Transcribe the records in full, keeping every character as it is.

**RAW DATA**
— Start —

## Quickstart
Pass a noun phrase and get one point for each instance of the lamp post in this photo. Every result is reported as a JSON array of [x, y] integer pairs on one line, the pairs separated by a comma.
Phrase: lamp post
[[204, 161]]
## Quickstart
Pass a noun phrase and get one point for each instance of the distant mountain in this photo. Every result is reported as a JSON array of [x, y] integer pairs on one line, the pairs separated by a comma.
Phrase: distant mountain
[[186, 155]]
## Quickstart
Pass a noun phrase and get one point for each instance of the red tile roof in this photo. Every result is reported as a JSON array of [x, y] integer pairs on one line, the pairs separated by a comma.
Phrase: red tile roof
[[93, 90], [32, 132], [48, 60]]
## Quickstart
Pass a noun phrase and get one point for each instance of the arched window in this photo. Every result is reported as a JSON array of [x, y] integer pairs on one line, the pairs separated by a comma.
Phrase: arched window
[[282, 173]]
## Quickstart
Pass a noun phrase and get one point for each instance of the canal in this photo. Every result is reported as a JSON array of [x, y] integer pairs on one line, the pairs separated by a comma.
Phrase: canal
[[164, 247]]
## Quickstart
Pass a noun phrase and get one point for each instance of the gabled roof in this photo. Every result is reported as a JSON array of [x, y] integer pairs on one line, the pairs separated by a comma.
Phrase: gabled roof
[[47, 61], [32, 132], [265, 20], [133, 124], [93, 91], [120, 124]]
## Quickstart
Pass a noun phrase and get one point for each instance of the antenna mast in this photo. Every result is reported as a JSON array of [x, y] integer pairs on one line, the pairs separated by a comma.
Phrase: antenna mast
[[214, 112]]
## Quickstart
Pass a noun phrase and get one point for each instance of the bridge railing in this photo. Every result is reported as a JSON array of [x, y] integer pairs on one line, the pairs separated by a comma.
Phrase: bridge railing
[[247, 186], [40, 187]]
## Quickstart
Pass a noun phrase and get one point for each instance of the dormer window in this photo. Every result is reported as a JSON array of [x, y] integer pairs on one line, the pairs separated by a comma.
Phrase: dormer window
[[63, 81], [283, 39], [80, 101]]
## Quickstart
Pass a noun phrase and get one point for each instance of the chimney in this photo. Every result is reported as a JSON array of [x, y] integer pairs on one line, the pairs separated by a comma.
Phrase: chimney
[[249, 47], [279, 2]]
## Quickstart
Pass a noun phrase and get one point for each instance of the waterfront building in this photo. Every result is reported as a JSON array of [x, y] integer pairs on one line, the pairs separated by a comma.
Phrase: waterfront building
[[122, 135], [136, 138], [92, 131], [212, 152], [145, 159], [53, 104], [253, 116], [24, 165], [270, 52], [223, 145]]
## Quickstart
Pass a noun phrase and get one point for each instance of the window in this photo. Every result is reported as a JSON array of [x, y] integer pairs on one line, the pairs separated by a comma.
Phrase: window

— End —

**FULL OUTPUT**
## Quickstart
Pass a noun phrase and get one point for each instance of the lamp post in this photo. Every result is reported as a JSON array of [x, y] integer pairs on one line, the pairs separated by a comma.
Phrase: lamp post
[[204, 161]]
## Quickstart
Pass a noun phrase and get one point for each instance of the distant mountain in this photo. Every result is reported as a JSON array of [x, y] integer pairs on one line, the pairs separated by a comma.
Phrase: distant mountain
[[186, 155]]
## Quickstart
Pass a noun phrase and get one point for each instance of the red tile roof in this photo. Every result is reported as a JSON array of [x, y] integer pairs on one line, the pairs separated by a comma.
Phrase: red tile roof
[[93, 90], [32, 132], [48, 60]]
## Quickstart
Pass a noun phrase and get one point for each instance of the arched window in this photo. Every result is reported as a JSON array of [x, y] integer pairs on one line, the pairs separated by a comma.
Phrase: arched window
[[282, 173]]
## Quickstart
Pass a noun phrase and get one point for each instance of the canal in this photo. Every result is reported as a JSON array of [x, y] integer pairs on one line, the pairs separated by a comma.
Phrase: canal
[[164, 247]]
## Quickstart
Pass a noun phrase and get one point for each instance of the gabled roof in this photo. Every result is reported as a JSON array of [x, y] integer pairs on one line, the pairs separated by a comma.
Phrase: gabled roof
[[47, 61], [32, 132], [265, 20], [133, 124], [93, 91], [120, 124]]
## Quickstart
Pass a noun phrase and get one point for each instance of the antenna mast in this photo. Every result is reported as a JSON array of [x, y] integer pairs on one line, the pairs separated by a comma.
Phrase: antenna mast
[[214, 112]]
## Quickstart
Pass a noun phrase and get one point for each instance of the bridge railing in this photo. Every result is reported as a JSON array of [x, y] integer pairs on one line, the pairs separated by a comma.
Phrase: bridge railing
[[247, 186], [40, 187]]
## Quickstart
Pass a noun phrase and get one point for each instance of the dormer window in this photo. Every result is reported as a JSON array of [x, y] integer pairs on one line, the pairs separated by a comma.
Phrase: dormer window
[[63, 81], [283, 39], [80, 101]]
## Quickstart
Pass a noun phrase and get one point for each instance of the chimney in this photo. Every result is reported as a JSON array of [x, y] integer pairs on one line, the pairs separated by a comma.
Phrase: chimney
[[249, 47], [279, 2]]
## Quickstart
Pass a noun phrase and get one point for each instance of the waterfront building in this photo. Every result is reported as a JSON array of [x, y] integer pairs on one line, the pairs separated by a comma.
Phrase: waterfront building
[[122, 135], [136, 138], [92, 131], [212, 152], [145, 159], [53, 104], [253, 116], [24, 165], [270, 52], [223, 145]]
## Quickstart
Pass a noun phrase and get one point for each instance of the window in this photo. Every result is reported as a JSON array of [x, y] integer pairs on one line, the pairs separated by a comma.
Phrase: window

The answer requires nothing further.